Available data below:

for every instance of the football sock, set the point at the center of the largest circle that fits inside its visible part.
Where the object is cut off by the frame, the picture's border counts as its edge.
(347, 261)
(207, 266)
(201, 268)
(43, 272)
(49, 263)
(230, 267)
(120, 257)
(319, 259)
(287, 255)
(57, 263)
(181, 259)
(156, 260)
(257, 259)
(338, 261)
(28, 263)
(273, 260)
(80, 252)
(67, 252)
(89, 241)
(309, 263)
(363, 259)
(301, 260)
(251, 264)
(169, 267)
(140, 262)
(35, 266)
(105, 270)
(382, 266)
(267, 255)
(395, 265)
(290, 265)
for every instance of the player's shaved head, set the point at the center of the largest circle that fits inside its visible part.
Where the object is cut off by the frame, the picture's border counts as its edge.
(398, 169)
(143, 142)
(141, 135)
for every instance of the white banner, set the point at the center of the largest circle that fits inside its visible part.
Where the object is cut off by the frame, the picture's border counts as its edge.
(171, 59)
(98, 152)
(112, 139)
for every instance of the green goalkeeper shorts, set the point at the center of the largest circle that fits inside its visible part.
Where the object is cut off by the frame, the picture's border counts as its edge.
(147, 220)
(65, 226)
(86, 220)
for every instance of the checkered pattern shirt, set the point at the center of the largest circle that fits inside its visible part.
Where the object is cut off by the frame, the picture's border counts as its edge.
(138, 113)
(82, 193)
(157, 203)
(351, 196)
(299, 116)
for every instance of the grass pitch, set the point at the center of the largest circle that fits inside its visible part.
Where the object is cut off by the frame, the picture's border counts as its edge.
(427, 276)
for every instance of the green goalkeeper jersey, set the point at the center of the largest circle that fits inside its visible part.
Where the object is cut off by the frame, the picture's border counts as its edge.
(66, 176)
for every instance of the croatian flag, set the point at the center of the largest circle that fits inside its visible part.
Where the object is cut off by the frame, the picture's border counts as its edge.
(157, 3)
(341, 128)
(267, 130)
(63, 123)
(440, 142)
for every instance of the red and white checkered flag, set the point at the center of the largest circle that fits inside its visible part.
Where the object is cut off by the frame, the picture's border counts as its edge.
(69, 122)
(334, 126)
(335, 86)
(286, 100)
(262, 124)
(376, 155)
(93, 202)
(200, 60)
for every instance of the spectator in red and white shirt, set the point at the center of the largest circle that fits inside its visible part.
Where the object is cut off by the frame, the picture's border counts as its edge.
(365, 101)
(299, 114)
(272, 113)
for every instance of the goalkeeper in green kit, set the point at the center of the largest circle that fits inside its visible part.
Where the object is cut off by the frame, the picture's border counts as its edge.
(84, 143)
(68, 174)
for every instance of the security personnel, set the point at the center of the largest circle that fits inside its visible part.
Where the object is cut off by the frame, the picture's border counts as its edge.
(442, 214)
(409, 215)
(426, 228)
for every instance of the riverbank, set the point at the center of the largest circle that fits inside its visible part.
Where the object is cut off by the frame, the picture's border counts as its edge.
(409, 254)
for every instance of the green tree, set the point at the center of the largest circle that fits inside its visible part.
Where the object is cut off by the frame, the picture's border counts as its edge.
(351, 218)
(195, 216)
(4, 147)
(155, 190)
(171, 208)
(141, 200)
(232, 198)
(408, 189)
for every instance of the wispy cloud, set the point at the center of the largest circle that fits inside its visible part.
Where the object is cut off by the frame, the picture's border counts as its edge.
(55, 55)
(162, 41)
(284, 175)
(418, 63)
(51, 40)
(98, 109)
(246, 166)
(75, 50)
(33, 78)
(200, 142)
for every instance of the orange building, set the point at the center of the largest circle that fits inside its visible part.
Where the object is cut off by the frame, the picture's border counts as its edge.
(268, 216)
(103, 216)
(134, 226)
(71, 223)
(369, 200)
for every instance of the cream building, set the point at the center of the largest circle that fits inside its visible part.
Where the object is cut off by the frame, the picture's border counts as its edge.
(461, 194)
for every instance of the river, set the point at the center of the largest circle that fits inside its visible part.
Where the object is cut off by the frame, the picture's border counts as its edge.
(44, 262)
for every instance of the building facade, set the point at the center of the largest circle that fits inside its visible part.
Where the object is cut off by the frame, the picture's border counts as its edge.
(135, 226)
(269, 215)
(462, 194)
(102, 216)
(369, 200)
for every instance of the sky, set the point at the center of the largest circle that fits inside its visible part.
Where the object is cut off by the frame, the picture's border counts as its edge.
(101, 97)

End of Available data.

**Work order:**
Reproduce the data, keeping every line exactly the same.

**Task result:**
for every instance of the football sock, set the point at the center of the largest circle that fits inside its visible part.
Where the object is cut off by the frame, the picture's border counts as its edge.
(347, 261)
(207, 266)
(201, 268)
(43, 272)
(49, 263)
(230, 267)
(120, 257)
(319, 259)
(287, 255)
(57, 263)
(181, 259)
(156, 260)
(257, 259)
(338, 261)
(28, 263)
(273, 260)
(80, 252)
(67, 252)
(89, 241)
(309, 263)
(363, 259)
(301, 260)
(251, 264)
(169, 267)
(140, 262)
(35, 266)
(105, 270)
(382, 266)
(267, 255)
(395, 265)
(290, 265)
for every instance of the player's shaved head, set the point at the center of the largest circle that fits inside its visible part.
Where the object is cut off by the frame, the picture's border counts as its edge.
(398, 169)
(143, 142)
(141, 135)
for every instance of the white banner, set the point at the center of the largest circle that fits inside its visible part.
Where the object is cut off by the frame, the picture's border counts as its edge.
(171, 59)
(98, 152)
(112, 139)
for every instance of the green goalkeeper shorts, set the point at the center of the largest circle that fits inside its visible part.
Where the object is cut off by the frame, the picture's border counts as its edge.
(147, 220)
(65, 226)
(86, 220)
for every instance of the checkered pattern shirt, set the point at the center of the largest circle that fits inside its visible part.
Where the object is cut off by the frame, the picture's border counts as its edge.
(138, 113)
(82, 193)
(157, 203)
(351, 196)
(299, 116)
for every instance of the grass pitch, set the point at the center of the largest circle that fits inside its visible part.
Where the object is cut off by the frame, the picture's border counts as its edge.
(427, 276)
for every instance of the green goalkeeper jersey, set the point at the center of the largest circle that fits inside its visible part.
Where the object is cut off by the frame, the picture's border counts as its edge.
(66, 176)
for every instance of the croatian flag, set the point at the center of the largest circle that fits inside its visible part.
Where the object is cut off by the frame, the picture's border counts as its edge.
(157, 3)
(341, 128)
(267, 130)
(63, 123)
(440, 142)
for every instance of the red and white checkered flag, set the point at the center of the largest circle that fits inside its visible part.
Where the object is cut off by the frame, the picture's border counts as its edge.
(69, 122)
(334, 126)
(335, 86)
(286, 100)
(262, 124)
(376, 155)
(93, 202)
(200, 60)
for every instance of the spectator in red and white shirt, set the point at the center of the largest circle that fits inside its visible part.
Where the object is cut off by the frame, the picture's border counts as its edge.
(365, 101)
(299, 114)
(272, 113)
for every instance of the goalkeeper in green kit, set the point at the center of the largest circle that fits inside its visible part.
Where the object is cut off by the frame, the picture's border counts as its edge.
(84, 143)
(68, 174)
for every instance of the security personnel, set the point at the center of the largest circle that fits inside its visible part.
Where the object is cut off by the frame, the picture's border counts as its edge.
(442, 214)
(409, 215)
(426, 228)
for every instance of the riverbank, set the point at the center of the largest circle that fits inside its visible part.
Where the object is cut off by the frame, the picture's border counts as its edge.
(409, 254)
for every instance of the green tree, set the point at the center of the largest circle that fits inside its visible part.
Where the object is cut off by the frame, the picture's border counts as its edge.
(351, 218)
(195, 216)
(4, 147)
(155, 190)
(171, 208)
(141, 200)
(232, 198)
(408, 189)
for every instance of the wispy cloud, set the point at the center of the largest circle that fits inside its visible part.
Where the object is cut off by the frame, the picture's border counts as its edge.
(55, 55)
(162, 41)
(284, 175)
(418, 63)
(51, 40)
(98, 109)
(246, 166)
(75, 50)
(33, 78)
(200, 142)
for every instance of the orange building, set the point at the center of the largest circle that fits inside its visible part.
Where the object is cut off by the frame, the picture's border counts as its edge.
(268, 216)
(103, 216)
(134, 226)
(71, 223)
(369, 200)
for every instance of the cream building, set the point at the center of the largest circle that fits inside its visible part.
Where the object is cut off by the frame, the picture's border counts as its edge.
(461, 194)
for every instance of the river, set the point at the center of the largest circle that fits inside its visible part.
Where the object is cut off by the frame, the picture's border counts as its edge.
(44, 262)
for every instance of the building facade, set the point at the center of the largest circle that fits inside its visible part.
Where the object is cut off by the frame, the picture's border counts as its edge.
(135, 226)
(269, 215)
(462, 194)
(102, 216)
(369, 200)
for every instance of the sky, set the point at the center of the largest circle that fits inside its visible part.
Where the object is cut off by the frame, the picture's border counts as its edge.
(101, 97)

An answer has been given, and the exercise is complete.